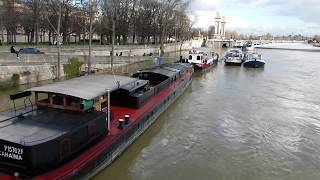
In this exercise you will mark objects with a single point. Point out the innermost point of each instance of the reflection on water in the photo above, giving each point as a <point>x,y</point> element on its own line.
<point>235,123</point>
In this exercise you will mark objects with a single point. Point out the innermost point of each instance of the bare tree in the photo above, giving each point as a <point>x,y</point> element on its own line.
<point>90,9</point>
<point>11,20</point>
<point>167,17</point>
<point>54,9</point>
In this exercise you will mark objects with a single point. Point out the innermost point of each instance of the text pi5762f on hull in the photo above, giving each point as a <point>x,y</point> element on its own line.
<point>78,127</point>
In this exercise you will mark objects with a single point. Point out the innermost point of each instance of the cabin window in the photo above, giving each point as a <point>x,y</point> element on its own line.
<point>57,99</point>
<point>65,148</point>
<point>42,97</point>
<point>92,131</point>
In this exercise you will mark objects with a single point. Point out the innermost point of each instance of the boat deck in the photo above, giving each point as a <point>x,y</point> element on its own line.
<point>41,125</point>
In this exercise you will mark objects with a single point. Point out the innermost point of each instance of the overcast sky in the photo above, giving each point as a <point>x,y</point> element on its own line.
<point>278,17</point>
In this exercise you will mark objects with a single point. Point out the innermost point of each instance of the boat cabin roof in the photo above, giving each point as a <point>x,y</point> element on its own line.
<point>168,70</point>
<point>86,87</point>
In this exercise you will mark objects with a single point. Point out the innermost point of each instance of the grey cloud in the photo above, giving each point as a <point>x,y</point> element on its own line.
<point>305,10</point>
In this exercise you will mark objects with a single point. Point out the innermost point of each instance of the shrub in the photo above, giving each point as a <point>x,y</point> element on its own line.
<point>72,68</point>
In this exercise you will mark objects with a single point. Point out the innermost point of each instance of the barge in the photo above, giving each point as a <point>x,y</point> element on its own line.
<point>78,127</point>
<point>202,58</point>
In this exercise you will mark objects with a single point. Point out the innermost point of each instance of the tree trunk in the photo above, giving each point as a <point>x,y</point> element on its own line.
<point>58,40</point>
<point>162,44</point>
<point>2,34</point>
<point>112,41</point>
<point>90,42</point>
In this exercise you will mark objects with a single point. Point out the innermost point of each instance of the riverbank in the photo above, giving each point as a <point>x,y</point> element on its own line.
<point>34,68</point>
<point>290,46</point>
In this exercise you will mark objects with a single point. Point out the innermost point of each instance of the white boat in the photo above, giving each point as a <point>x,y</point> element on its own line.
<point>202,58</point>
<point>254,60</point>
<point>234,57</point>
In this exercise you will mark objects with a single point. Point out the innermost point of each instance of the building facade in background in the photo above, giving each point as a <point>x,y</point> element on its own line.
<point>220,27</point>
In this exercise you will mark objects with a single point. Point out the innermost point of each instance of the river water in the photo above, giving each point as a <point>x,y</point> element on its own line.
<point>235,123</point>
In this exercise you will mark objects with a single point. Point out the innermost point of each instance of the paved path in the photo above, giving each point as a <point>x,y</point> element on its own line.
<point>290,46</point>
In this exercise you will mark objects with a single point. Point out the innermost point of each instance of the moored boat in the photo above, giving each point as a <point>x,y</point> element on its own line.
<point>254,60</point>
<point>79,126</point>
<point>202,58</point>
<point>234,57</point>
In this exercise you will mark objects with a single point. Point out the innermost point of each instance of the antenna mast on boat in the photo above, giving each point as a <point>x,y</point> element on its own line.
<point>108,110</point>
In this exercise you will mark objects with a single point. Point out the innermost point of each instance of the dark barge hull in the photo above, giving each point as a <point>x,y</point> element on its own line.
<point>112,154</point>
<point>232,64</point>
<point>99,156</point>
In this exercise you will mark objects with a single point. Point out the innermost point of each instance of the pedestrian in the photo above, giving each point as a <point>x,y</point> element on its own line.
<point>13,50</point>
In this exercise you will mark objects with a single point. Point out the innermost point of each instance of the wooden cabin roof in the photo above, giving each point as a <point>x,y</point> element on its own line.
<point>86,87</point>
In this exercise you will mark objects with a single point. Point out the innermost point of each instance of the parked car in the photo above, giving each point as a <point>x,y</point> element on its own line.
<point>30,51</point>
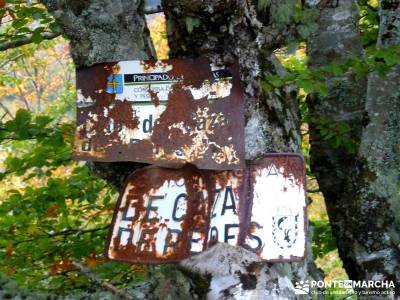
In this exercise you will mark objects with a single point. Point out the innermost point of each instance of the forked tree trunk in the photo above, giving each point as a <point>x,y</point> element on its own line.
<point>224,32</point>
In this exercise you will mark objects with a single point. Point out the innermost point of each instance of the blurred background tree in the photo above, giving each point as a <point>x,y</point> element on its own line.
<point>54,213</point>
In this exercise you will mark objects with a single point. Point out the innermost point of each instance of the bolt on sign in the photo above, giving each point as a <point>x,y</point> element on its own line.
<point>166,112</point>
<point>165,215</point>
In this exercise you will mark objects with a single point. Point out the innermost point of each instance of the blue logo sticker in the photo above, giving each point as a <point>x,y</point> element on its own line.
<point>115,84</point>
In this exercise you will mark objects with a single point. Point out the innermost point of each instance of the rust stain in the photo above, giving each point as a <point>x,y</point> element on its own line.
<point>217,204</point>
<point>166,113</point>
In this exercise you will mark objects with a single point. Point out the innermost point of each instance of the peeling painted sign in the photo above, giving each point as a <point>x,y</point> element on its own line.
<point>166,215</point>
<point>166,113</point>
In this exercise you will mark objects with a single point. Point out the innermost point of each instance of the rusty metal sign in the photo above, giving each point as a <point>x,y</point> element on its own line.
<point>166,215</point>
<point>166,112</point>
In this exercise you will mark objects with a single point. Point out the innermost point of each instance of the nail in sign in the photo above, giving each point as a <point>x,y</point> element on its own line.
<point>166,215</point>
<point>166,113</point>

### Problem description
Print all of the material above word for word, leaving out the pictures.

### Response to the task
In this exercise you will mark objects with a single point. Point out the innermost point of each instance of the reflection on water in the photo above, giving each point as a <point>x,y</point> element on its own line.
<point>235,123</point>
In this exercise you will mark objects with a single point. Point out the innermost point of each instance of the bare tree in the photo above, giving each point as a <point>x,y</point> element on its own line.
<point>90,9</point>
<point>11,20</point>
<point>167,17</point>
<point>54,9</point>
In this exercise you will mark objects with a single point. Point out the innermost point of each instance of the text pi5762f on hull in the photo above, giving each point as a <point>x,y</point> element on its own line.
<point>78,127</point>
In this exercise you will mark objects with a single point. Point out the innermost point of each instance of the cabin window in the photo above, giving each point as a <point>x,y</point> element on its own line.
<point>57,99</point>
<point>65,148</point>
<point>42,97</point>
<point>92,131</point>
In this exercise you will mark objects with a single point. Point out the innermost point of each instance of the boat deck in the photo above, giving each point as a <point>x,y</point> element on its own line.
<point>41,125</point>
In this exercise you will mark objects with a single point. Point out the innermost point of each instance of the overcast sky in the photo above, giving each point as a <point>x,y</point> element on its own line.
<point>278,17</point>
In this exercise you will mark objects with a single point. Point out the innermost point of each instance of the boat cabin roof in the photo above, giving each point as a <point>x,y</point> element on its own line.
<point>168,70</point>
<point>86,87</point>
In this exercise you will mark objects with a single point. Point out the innermost point of each instance of the grey cloud in the photo above, giving each point as a <point>x,y</point> element on its own line.
<point>305,10</point>
In this exercise you will mark objects with a single point. Point out the innermost point of each instance of the shrub in the photo above, giving each point as a <point>x,y</point> element on its own line.
<point>72,68</point>
In this exercise you will mark objects with a single point. Point out the innermost point of each instance of the barge in the photo above, giving each point as a <point>x,y</point> element on its own line.
<point>78,127</point>
<point>202,58</point>
In this exercise you will mark objects with a single point. Point out the innermost point of each instance of the tree trunk in the photo above, giving each point as a <point>x,y</point> element on its own line.
<point>58,40</point>
<point>162,44</point>
<point>2,34</point>
<point>112,41</point>
<point>90,42</point>
In this exercise you will mark objects with a single point. Point out the innermost point of each instance of the riverbank in the photo above, giving each point as a <point>x,y</point> element on its own line.
<point>34,68</point>
<point>290,46</point>
In this exercise you will mark objects with a single point. Point out the innermost point of each instance of the white boat in the photo above, giving each point as a <point>x,y</point> element on its own line.
<point>202,58</point>
<point>254,60</point>
<point>234,57</point>
In this exercise you will mark objects with a single point. Point out the innermost point of each instance of the building facade in background in the photo above, giving each point as a <point>x,y</point> element on its own line.
<point>220,27</point>
In this exercise you will mark objects with a single point. Point out the innermost point of each instance of the river water in the photo above, giving each point as a <point>x,y</point> element on its own line.
<point>235,123</point>
In this exercise you will mark objects with a single point. Point out the innermost point of each instance of the paved path in the photo above, giving each point as a <point>x,y</point> element on its own line.
<point>290,46</point>
In this exercise you will mark objects with a single point. Point out the innermost point of each instance of the moored boat in the photo above, giving each point as a <point>x,y</point> element on its own line.
<point>254,60</point>
<point>79,126</point>
<point>202,58</point>
<point>234,57</point>
In this exercise you will mark objects with a single point. Point out the innermost point of each instance of the antenna mast on boat in the photo above, giving each point as a <point>x,y</point> element on its own line.
<point>108,110</point>
In this exercise you will mark objects with a single point. Point out the innermost point of each instance of the dark barge hull in the photo above, giving each point as a <point>x,y</point> element on its own line.
<point>112,154</point>
<point>232,64</point>
<point>99,156</point>
In this exercise you will mark objects with a single point. Point out the innermost point of each instance of the pedestrian in the photo above, giving each point as a <point>x,y</point> element on its own line.
<point>13,50</point>
In this exercise you will mark objects with a single point. Point out the innermost point of each instance of the wooden cabin roof in the photo above, giving each point as a <point>x,y</point> element on its own line.
<point>86,87</point>
In this exercise you will mark objects with a single point. Point out the innermost point of each instance of the parked car in the photo above, giving each point as a <point>x,y</point> element on its own line.
<point>30,51</point>
In this exercise you will mark objects with a single point. Point out the innermost point of each instance of the forked tree trunk in the photo above, giving each point as a <point>x,y</point> element on its own line.
<point>224,32</point>
In this exercise you will mark objects with a single point. Point out the innermost point of each instance of the blurred background tree in the photo above, giving each point as a <point>x,y</point> element on its own line.
<point>54,213</point>
In this exercise you will mark objects with a single point. Point out the innermost point of each instance of the bolt on sign in the photo above, giving each point as a <point>x,y</point> element on its own line.
<point>166,112</point>
<point>165,215</point>
In this exercise you will mark objects with a single point. Point out the innermost point of each instance of the blue logo sticker in the photo above, giving each point as a <point>x,y</point> element on its own line.
<point>115,84</point>
In this exercise you will mark objects with a single point. Point out the innermost point of each instance of the rust stain in the photo above, giving each point as a <point>x,y</point> element on its own line.
<point>217,204</point>
<point>166,113</point>
In this exercise you will mark objects with a single point. Point out the innermost point of each instance of the peeling painted sign in the photo above, giving each point as a <point>x,y</point> element on its own line.
<point>166,215</point>
<point>166,113</point>
In this exercise you will mark objects with a single point. Point out the innermost point of each instance of the rusty metal sign in the photo above, giving each point as a <point>x,y</point> element on its own line.
<point>166,215</point>
<point>166,112</point>
In this exercise you will mark objects with a single point. Point out the innermost point of each instance of the nail in sign in the photo above, giving each point as a <point>x,y</point> element on its own line.
<point>166,215</point>
<point>166,113</point>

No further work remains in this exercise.